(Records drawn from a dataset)

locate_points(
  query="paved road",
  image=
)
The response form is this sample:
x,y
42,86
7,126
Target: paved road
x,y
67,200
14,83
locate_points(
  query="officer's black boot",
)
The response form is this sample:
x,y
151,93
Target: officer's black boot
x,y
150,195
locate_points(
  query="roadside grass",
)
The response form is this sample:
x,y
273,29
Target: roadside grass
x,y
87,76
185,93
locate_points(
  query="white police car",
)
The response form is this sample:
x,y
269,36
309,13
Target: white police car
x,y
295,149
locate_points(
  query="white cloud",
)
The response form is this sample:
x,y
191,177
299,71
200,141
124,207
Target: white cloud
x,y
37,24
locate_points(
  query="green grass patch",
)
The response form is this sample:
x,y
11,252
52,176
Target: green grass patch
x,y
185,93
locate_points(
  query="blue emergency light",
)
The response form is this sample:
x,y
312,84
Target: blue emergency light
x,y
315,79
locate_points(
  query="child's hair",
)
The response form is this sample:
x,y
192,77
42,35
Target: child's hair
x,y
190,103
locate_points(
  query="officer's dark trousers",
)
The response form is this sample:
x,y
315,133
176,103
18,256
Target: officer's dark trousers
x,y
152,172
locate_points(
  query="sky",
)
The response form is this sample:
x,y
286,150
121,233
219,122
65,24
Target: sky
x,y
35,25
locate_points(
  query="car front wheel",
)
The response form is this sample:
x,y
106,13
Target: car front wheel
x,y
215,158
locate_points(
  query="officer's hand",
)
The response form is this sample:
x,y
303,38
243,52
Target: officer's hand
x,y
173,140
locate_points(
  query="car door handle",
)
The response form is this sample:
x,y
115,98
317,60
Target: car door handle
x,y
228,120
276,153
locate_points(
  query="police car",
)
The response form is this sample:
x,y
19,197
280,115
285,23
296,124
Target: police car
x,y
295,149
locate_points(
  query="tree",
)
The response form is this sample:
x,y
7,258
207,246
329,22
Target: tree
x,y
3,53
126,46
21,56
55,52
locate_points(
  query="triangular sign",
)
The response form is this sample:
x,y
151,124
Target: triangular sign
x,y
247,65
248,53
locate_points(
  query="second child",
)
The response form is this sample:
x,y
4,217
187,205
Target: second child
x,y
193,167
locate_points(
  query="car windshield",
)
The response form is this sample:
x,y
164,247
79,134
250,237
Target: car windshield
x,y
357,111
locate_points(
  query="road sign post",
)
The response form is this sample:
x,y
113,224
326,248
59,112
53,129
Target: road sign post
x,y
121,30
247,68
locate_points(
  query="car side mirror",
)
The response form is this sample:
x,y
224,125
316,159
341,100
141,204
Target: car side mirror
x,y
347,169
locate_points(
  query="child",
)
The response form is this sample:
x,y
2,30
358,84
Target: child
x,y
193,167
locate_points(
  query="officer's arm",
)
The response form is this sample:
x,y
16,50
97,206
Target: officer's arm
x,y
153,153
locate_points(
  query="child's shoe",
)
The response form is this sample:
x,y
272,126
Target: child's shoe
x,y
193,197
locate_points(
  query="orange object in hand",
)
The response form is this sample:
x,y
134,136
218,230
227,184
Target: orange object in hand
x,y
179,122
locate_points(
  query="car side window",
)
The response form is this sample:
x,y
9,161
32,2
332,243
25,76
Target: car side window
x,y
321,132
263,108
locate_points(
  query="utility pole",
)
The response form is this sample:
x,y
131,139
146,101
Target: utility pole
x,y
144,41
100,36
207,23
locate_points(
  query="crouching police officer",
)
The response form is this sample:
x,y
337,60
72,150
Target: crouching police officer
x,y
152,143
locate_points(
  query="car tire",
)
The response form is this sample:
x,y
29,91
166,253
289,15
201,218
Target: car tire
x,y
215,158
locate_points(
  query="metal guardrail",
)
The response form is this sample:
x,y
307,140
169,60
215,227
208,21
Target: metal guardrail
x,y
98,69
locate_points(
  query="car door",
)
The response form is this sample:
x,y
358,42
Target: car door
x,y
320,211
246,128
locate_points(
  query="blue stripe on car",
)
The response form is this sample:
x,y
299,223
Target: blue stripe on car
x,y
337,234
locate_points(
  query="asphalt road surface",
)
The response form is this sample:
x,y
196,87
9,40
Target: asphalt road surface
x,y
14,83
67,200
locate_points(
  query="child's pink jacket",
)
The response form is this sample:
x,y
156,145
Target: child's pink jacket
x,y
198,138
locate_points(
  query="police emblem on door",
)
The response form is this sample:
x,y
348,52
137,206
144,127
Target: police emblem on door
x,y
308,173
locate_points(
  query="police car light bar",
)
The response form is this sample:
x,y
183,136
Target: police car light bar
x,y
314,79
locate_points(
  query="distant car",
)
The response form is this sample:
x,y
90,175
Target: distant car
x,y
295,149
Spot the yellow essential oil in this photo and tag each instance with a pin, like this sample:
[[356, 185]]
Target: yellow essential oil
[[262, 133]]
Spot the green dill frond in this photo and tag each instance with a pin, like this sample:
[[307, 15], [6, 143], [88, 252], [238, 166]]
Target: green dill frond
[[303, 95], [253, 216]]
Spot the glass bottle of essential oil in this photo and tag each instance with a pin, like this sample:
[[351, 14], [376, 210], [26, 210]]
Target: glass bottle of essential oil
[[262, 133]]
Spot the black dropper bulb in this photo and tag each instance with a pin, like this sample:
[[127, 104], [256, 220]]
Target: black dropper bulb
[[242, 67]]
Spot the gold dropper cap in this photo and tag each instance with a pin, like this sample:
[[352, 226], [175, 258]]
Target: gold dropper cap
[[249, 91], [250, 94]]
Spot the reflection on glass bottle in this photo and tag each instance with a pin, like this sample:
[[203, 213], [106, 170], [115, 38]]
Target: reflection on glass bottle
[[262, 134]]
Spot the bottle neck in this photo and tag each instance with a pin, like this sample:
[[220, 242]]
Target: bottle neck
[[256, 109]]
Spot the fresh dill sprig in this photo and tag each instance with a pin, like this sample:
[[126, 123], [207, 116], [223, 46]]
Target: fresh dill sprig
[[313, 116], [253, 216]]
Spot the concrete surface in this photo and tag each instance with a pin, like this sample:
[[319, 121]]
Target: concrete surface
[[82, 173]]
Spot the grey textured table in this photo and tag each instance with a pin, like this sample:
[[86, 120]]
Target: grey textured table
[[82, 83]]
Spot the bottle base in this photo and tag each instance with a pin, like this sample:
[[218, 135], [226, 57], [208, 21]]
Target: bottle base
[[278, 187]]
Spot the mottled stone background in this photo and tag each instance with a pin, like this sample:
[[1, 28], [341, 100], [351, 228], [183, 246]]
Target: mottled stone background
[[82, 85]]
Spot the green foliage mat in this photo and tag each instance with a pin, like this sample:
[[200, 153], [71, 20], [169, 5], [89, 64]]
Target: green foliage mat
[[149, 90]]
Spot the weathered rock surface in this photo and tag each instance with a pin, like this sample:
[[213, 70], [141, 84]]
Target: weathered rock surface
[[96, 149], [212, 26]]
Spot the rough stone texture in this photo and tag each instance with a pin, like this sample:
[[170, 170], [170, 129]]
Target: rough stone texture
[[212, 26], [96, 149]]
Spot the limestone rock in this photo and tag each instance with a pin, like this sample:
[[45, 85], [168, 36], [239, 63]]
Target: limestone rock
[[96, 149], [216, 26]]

...

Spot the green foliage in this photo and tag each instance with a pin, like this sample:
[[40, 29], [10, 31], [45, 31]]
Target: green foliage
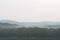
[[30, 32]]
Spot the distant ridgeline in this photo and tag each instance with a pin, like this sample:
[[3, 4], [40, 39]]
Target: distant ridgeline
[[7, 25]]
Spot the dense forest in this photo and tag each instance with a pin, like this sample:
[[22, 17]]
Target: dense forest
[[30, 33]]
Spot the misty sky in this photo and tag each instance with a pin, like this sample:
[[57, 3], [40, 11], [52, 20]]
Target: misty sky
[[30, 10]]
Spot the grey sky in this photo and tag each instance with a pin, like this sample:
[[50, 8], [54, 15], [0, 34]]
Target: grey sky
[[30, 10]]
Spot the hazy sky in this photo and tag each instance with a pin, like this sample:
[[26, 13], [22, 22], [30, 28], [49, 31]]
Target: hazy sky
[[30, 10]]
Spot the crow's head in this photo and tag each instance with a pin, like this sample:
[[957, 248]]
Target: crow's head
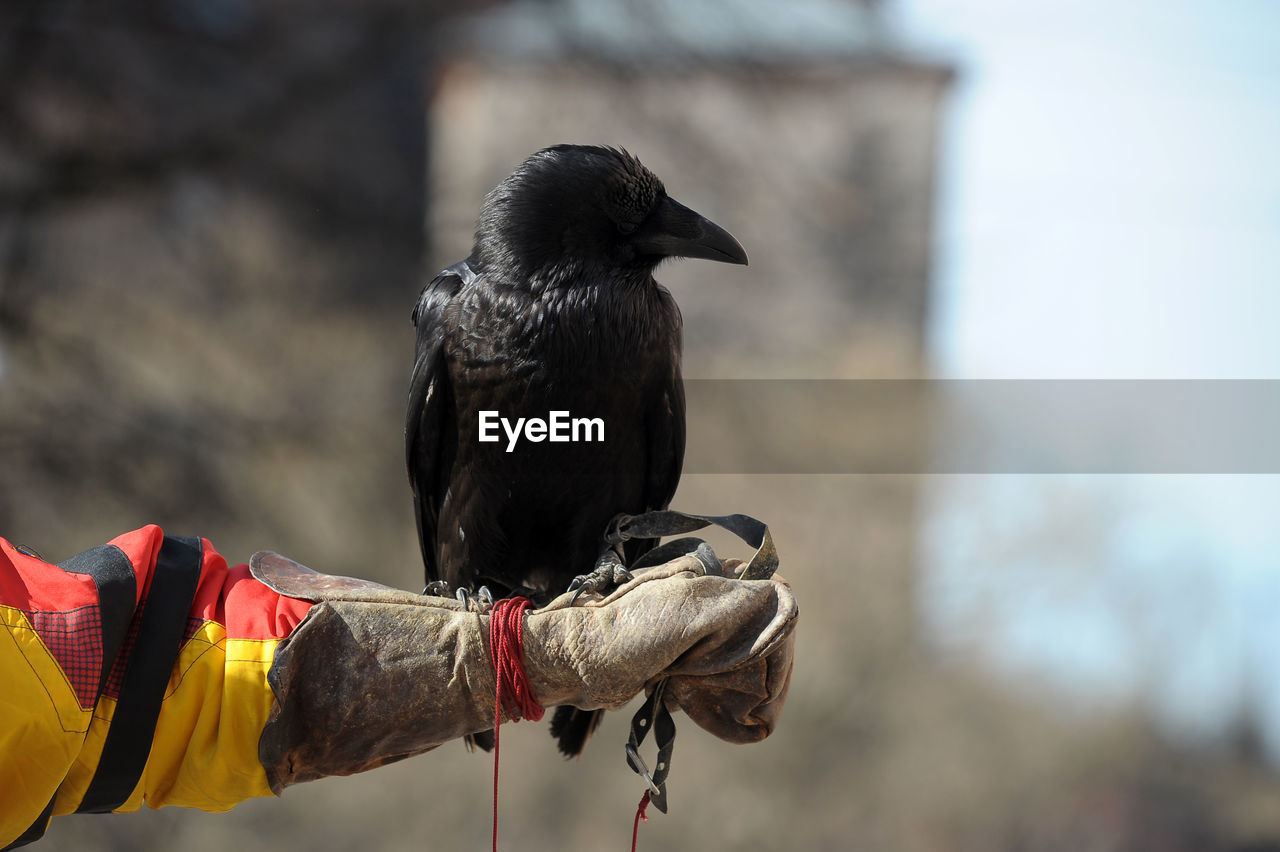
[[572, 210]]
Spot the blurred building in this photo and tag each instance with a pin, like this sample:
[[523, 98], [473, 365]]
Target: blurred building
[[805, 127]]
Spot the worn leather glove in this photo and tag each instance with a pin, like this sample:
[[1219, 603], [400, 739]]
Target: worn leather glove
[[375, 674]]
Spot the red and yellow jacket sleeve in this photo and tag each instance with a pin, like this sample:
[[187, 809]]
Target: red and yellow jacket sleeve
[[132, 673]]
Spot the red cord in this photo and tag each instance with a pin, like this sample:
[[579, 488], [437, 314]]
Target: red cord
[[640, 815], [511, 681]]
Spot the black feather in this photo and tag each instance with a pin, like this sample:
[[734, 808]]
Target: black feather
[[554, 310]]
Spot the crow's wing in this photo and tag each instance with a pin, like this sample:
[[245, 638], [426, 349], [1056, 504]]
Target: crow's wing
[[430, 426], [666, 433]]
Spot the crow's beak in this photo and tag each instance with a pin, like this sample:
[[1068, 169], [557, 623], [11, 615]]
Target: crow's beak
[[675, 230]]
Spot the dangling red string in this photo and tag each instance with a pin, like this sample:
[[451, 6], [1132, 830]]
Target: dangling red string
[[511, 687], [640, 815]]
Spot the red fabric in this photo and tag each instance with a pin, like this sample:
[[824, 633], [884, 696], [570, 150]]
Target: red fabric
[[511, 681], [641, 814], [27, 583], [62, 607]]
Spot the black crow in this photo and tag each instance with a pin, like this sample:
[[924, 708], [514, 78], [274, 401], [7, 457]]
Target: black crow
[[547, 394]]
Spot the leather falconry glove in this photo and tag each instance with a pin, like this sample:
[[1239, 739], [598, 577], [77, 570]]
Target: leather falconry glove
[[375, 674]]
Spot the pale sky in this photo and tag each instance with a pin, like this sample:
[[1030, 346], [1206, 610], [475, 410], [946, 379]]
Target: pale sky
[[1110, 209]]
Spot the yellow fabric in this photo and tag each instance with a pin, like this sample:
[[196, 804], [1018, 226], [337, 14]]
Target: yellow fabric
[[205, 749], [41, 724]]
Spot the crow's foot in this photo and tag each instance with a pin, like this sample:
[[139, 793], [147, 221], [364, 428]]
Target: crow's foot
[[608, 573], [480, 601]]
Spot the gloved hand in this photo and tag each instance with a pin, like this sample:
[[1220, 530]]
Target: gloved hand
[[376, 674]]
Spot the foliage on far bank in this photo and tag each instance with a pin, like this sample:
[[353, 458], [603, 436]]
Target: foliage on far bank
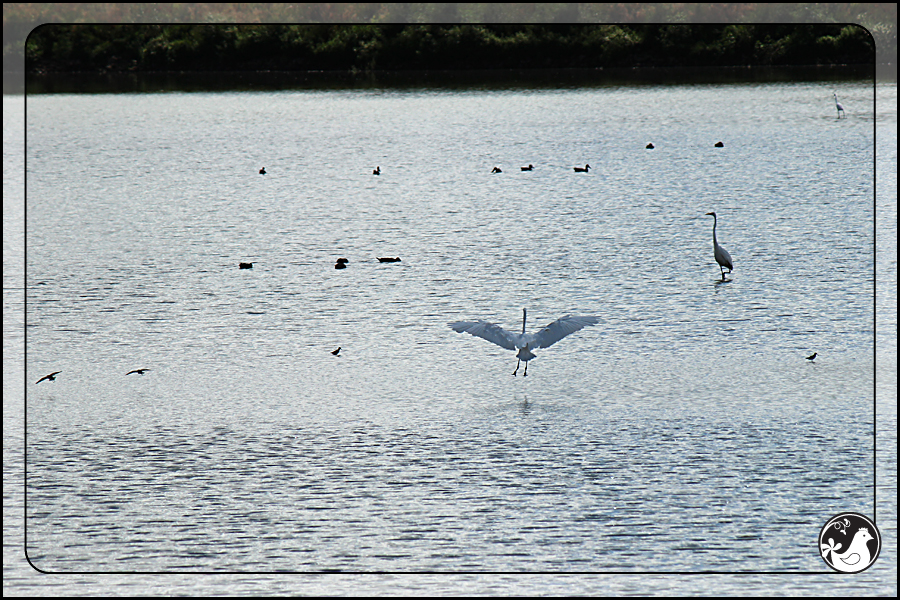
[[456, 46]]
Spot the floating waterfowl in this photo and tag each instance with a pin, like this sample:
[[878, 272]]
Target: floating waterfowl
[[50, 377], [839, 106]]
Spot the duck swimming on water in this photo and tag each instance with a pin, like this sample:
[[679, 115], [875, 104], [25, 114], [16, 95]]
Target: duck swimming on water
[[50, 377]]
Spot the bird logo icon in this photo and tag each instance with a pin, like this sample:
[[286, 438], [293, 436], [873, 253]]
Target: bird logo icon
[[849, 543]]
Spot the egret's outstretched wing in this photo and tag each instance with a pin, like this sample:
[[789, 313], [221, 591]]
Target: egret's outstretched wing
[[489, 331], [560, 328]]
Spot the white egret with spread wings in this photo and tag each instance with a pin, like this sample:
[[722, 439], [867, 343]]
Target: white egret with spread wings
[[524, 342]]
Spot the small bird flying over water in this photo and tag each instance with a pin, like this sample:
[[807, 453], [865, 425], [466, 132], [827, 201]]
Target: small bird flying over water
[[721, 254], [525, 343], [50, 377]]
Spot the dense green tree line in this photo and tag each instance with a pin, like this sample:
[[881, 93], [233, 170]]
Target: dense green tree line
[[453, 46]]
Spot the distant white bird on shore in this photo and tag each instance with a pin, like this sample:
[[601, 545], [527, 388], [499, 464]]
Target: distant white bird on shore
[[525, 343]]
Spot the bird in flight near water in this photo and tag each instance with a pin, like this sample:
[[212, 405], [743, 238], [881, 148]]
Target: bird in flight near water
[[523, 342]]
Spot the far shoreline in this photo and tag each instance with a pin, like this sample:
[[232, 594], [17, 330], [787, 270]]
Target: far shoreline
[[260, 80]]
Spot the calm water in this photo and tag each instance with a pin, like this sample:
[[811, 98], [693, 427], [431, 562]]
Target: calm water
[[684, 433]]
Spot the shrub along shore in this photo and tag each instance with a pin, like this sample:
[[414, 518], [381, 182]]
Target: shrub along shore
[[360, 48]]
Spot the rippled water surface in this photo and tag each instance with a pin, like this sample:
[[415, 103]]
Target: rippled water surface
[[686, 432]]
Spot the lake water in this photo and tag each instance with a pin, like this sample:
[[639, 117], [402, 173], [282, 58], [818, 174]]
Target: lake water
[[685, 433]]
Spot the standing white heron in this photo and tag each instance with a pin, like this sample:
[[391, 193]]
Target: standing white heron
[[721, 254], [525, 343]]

---

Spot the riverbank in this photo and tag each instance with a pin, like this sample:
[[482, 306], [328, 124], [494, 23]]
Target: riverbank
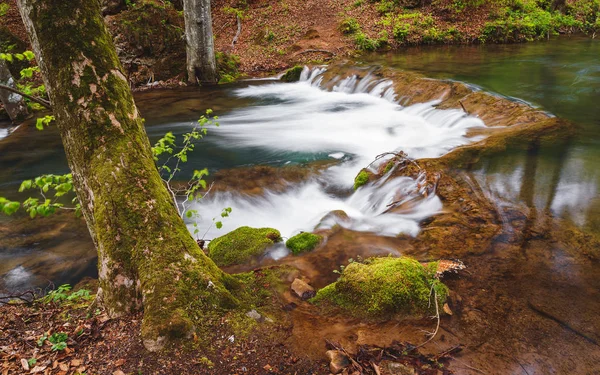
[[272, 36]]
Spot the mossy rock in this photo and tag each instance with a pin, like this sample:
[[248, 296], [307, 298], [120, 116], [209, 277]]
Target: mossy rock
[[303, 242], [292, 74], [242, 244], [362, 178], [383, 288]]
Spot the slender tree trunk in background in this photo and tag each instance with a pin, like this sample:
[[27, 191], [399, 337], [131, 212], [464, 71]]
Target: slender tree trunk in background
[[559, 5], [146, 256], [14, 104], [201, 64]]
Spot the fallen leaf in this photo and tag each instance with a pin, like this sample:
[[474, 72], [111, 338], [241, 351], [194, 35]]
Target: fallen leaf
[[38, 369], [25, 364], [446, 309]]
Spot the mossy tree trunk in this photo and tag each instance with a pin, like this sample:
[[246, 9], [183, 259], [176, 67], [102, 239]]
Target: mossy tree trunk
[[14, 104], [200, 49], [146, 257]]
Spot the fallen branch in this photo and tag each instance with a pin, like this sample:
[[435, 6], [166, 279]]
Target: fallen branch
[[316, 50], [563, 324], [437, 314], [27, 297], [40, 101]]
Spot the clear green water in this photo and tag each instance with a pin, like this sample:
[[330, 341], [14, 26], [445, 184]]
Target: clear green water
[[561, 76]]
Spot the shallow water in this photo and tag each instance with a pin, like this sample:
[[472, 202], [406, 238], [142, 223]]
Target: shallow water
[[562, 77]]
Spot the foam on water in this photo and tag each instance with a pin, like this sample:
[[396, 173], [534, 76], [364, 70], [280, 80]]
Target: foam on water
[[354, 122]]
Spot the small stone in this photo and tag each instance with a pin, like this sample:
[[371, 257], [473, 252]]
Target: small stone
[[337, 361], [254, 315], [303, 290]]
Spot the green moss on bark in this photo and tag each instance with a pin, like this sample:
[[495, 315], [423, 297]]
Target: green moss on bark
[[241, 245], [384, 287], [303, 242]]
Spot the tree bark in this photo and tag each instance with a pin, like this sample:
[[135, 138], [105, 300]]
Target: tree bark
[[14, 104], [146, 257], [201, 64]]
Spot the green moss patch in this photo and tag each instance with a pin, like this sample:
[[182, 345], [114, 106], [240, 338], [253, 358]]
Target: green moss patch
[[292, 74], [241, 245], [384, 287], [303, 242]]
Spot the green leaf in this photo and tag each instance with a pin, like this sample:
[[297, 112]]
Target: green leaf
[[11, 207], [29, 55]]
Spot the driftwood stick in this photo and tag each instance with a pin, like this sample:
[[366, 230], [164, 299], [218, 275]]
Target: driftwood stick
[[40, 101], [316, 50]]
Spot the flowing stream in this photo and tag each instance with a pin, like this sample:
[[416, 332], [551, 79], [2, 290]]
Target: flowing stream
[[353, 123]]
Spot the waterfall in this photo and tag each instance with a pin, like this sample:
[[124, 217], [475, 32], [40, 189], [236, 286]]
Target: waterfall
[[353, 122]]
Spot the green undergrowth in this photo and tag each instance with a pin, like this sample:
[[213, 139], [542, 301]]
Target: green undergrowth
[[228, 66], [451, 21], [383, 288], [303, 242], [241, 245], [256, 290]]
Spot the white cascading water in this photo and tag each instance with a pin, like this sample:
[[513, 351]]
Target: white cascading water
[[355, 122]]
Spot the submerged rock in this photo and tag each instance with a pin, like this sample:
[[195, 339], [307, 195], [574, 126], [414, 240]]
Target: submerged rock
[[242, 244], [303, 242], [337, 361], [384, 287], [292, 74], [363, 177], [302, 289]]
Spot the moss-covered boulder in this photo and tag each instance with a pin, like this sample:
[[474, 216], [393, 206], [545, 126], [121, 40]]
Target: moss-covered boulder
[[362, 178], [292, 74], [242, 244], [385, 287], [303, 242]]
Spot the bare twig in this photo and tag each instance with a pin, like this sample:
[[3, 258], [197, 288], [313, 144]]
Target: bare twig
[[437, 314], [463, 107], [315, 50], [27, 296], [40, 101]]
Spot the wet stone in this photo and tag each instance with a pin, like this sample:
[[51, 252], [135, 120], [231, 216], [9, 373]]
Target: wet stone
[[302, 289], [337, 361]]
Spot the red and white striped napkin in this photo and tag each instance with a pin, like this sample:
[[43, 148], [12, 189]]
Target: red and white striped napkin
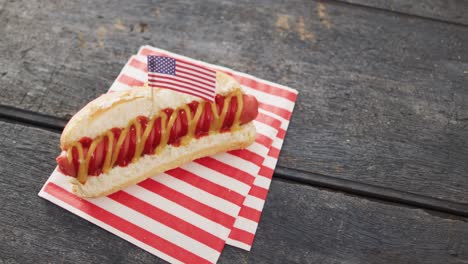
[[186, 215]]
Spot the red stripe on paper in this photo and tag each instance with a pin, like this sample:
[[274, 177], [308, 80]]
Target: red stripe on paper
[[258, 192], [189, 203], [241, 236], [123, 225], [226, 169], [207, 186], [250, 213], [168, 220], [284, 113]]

Problem to solve -> Every line above from the line with "[[878, 272]]" to the line with "Spot the calm" is wanted, ends included; write them out exactly and add no other line.

Answer to the problem ->
[[878, 272]]
Target: floating waterfowl
[[50, 377], [839, 106]]
Spot the duck swimming on water in this photo and tag each instance with a pin, like this sample:
[[679, 115], [875, 104], [25, 114], [16, 95]]
Target: duck swimming on water
[[50, 377]]
Spot the bird logo icon in this photo and tag each instance with a pin, like this sample:
[[286, 438], [293, 436], [873, 253]]
Target: bird logo icon
[[849, 543]]
Spot the egret's outstretched wing in this photo and tag each instance with a pin, like this sample:
[[789, 313], [221, 591]]
Target: egret's outstretched wing
[[489, 331], [560, 328]]
Spot the white egret with spread wings in this photo and tag each instance with a pin, like this sample:
[[722, 439], [867, 343]]
Target: white egret with spread wings
[[524, 342]]
Spot the small bird flying over water in this photo and tag each instance with a pin, like this sample:
[[807, 453], [865, 425], [466, 132], [827, 201]]
Target: small bird flying over water
[[721, 254], [525, 343], [50, 377]]
Spot the dense green tree line in this photo and tag each instance with a pin, like this sample:
[[881, 93], [233, 170]]
Target: dense green tree line
[[453, 46]]
Spot the distant white bird on shore in this photo and tag each instance with a pin, like this sample:
[[601, 545], [527, 388], [499, 464]]
Target: distant white bird on shore
[[525, 343]]
Spot the bird in flight near water in this photo and tag each instance with a pin, like this sample:
[[212, 405], [743, 238], [881, 148]]
Target: bird in flight near water
[[523, 342]]
Spot the far shoreline in this photo and tag each instance with a pin, like this sample:
[[232, 594], [17, 330], [787, 270]]
Target: far shoreline
[[260, 80]]
Spot the calm water in this photo and tag each instance with a pin, like this sample:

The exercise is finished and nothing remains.